Input records =

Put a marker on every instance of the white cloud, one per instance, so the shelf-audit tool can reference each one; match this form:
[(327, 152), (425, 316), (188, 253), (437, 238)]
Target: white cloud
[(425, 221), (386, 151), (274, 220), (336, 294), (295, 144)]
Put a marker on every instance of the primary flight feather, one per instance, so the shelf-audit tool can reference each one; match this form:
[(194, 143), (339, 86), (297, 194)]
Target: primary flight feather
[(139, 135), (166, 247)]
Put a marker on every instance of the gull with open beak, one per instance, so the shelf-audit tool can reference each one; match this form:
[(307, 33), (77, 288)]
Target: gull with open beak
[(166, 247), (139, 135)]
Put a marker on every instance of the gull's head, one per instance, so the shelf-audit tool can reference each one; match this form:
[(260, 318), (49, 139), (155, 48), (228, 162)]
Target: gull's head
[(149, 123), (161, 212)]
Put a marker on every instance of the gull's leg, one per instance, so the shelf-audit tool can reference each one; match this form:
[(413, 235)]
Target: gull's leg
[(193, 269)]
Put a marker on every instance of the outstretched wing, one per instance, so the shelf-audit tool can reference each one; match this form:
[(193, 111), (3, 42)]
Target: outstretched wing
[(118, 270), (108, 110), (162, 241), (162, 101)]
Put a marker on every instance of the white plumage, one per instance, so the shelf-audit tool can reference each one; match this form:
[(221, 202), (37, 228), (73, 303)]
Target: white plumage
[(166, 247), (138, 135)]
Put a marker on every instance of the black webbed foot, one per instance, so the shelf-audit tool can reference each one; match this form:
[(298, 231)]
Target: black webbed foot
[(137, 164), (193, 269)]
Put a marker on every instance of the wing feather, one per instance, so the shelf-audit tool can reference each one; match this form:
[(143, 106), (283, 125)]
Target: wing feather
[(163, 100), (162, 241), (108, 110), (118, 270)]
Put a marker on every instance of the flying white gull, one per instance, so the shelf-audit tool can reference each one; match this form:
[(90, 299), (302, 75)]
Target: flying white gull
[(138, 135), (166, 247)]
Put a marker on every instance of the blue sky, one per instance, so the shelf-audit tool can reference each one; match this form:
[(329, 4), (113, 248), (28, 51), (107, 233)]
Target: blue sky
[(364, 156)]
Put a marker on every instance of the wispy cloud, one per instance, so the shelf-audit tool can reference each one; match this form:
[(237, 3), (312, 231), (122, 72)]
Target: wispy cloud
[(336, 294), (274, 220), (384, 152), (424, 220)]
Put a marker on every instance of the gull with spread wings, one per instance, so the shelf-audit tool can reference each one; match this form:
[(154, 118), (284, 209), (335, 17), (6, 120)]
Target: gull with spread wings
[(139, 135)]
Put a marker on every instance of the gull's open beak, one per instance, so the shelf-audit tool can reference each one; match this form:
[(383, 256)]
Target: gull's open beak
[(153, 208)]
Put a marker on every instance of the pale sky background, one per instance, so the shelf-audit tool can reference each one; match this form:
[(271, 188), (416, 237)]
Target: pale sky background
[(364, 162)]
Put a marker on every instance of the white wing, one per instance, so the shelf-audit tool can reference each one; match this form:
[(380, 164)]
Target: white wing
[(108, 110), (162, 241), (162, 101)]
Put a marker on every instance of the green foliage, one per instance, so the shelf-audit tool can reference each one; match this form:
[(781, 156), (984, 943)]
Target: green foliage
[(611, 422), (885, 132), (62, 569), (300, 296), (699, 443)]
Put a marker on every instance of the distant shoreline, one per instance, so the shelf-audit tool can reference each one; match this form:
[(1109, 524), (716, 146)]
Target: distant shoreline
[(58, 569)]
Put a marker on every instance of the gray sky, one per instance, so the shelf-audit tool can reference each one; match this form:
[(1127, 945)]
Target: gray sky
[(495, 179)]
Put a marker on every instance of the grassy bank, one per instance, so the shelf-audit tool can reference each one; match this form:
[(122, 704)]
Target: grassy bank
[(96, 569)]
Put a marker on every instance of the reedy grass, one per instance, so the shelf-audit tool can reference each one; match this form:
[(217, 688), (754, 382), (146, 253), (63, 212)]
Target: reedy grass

Task prompt = Output the complete data verbatim.

Solved exercise =
Put a marker on every instance of the white cloud, one per instance, so the shelf-audit tool can reference each one; match this form:
[(327, 152), (425, 316), (188, 253), (437, 238)]
Target: white cloud
[(425, 221), (386, 151), (274, 220), (336, 294), (295, 144)]
Put a marker on every instance of the primary flight feather, one per instance, so the shelf-audit tool can reference each one; match this form:
[(194, 143), (339, 86), (297, 194)]
Target: primary flight feather
[(139, 135), (166, 247)]
Put a marker on every instance of the gull with open beak, one per instance, so the shelf-audit tool can reference each one; match this form:
[(307, 33), (77, 288)]
Target: gull with open beak
[(166, 247), (139, 135)]
Put a marker on every instance of the gull's head, one per instance, so the shelf-audit tool can reference each one; match this form:
[(260, 318), (49, 139), (155, 48), (228, 162)]
Target: gull's head
[(149, 123), (161, 212)]
Put a marker on every instance of the gull's leg, one per instance, so the shelf-audit tool can reference each one; match this form:
[(413, 235)]
Target: gull's leg
[(193, 269)]
Put a marker on every instance of the outstretched wing, one per instance, so the shelf-audit tool can reference each one; match this form:
[(193, 111), (3, 42)]
Target: outstretched wing
[(118, 270), (108, 110), (162, 241), (162, 101)]
Put a marker on every instance of the white plumage, one per instance, so the shelf-audit tool can reference each one; match this form:
[(221, 202), (37, 228), (73, 303)]
Target: white plumage
[(166, 247), (138, 135)]
Put a marker on every instance of the black webbed foot, one per instance, so the shelf-audit tool can reference each one; match this form:
[(298, 231)]
Target: black webbed foot
[(137, 164), (193, 269)]
Put a marker on every instance of the wing feather, one per instance, so the shelf-audit tool can reference each one; match this form:
[(143, 106), (283, 125)]
Target: wing feather
[(163, 100), (162, 241), (108, 110), (118, 270)]
Put a marker on every instance of the flying white gull, one per instance, so the shelf-audit tool can reference each one; match this form:
[(90, 299), (302, 75)]
Target: flying white gull
[(138, 135), (166, 247)]
Put a marker on every instance of the blue sky, one per instance, so the shelf-audit tool can reference each one; match this form:
[(329, 4), (113, 248), (28, 51), (107, 233)]
Target: blue sky
[(364, 156)]
Put a marker on every instance of the wispy cloud, one per instance, so the shelf-audit tool can reference each one; match this form:
[(237, 3), (312, 231), (122, 72)]
Target: wispy cloud
[(336, 294), (274, 220), (384, 152), (424, 220)]
Put a marker on every instance of the gull with spread wings, one per instance, so the shelf-audit tool can reference each one; match this form:
[(154, 118), (284, 209), (335, 17), (6, 120)]
Target: gull with spread wings
[(139, 135)]
Put a marker on every instance of the gull's open beak, one per instance, so the shelf-audit tool can reference each one; match this form:
[(383, 256)]
Target: gull's open beak
[(153, 208)]
Put a marker on every instance of the pale sky background, one per instance, so the shelf-audit tool can reference each one; match this form:
[(271, 188), (416, 237)]
Target: pale sky background
[(364, 162)]
Put a marker on every instance of the white wing, one per instance, so the shelf-audit tool can reference each one; match this form:
[(380, 164)]
Target: white wing
[(108, 110), (162, 241), (162, 101)]
Put a marker on every instance of the green foliage, one per instance, so the shelf-audit tool can reference each one; match this form:
[(781, 156), (984, 943)]
Target: green foliage
[(611, 422), (885, 132), (62, 569), (300, 296), (699, 443)]
Put a marker on every instance of the distant shoreline, one per instance, so the shelf-audit tool can reference each one; match this form:
[(1109, 524), (716, 146)]
Target: distant shoreline
[(58, 569)]
Put a marker on every instance of the gray sky, one per instance, so the shelf-audit tool can reference each one; match this form:
[(1127, 945)]
Target: gray sky
[(495, 179)]
Put a marker on every instance of the grassy bank, one per instance, so the shelf-audit tool can reference each one; match this form:
[(122, 704)]
Target: grassy bank
[(96, 569)]
Put a marker on every instance of the reedy grass, one per instance, so the shelf-audit tool can reference each one; match this form:
[(217, 688), (754, 382), (146, 253), (63, 212)]
Target: reedy grass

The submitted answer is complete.